Task statement => An exact reproduction of the records is required. Images must be left out.

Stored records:
......

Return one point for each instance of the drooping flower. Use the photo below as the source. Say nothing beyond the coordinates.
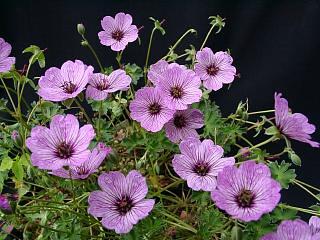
(63, 144)
(61, 84)
(121, 202)
(5, 204)
(214, 69)
(180, 87)
(292, 125)
(100, 85)
(149, 109)
(156, 70)
(5, 61)
(118, 32)
(247, 192)
(88, 167)
(296, 230)
(184, 124)
(199, 163)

......

Expected answer =>
Return one point for each instance of the drooping flower. Use the photo below as the source. Say nothing beyond the coordinates.
(63, 144)
(61, 84)
(121, 202)
(5, 204)
(214, 69)
(180, 87)
(292, 125)
(100, 85)
(149, 109)
(156, 70)
(5, 61)
(118, 32)
(247, 192)
(88, 167)
(296, 230)
(184, 124)
(199, 163)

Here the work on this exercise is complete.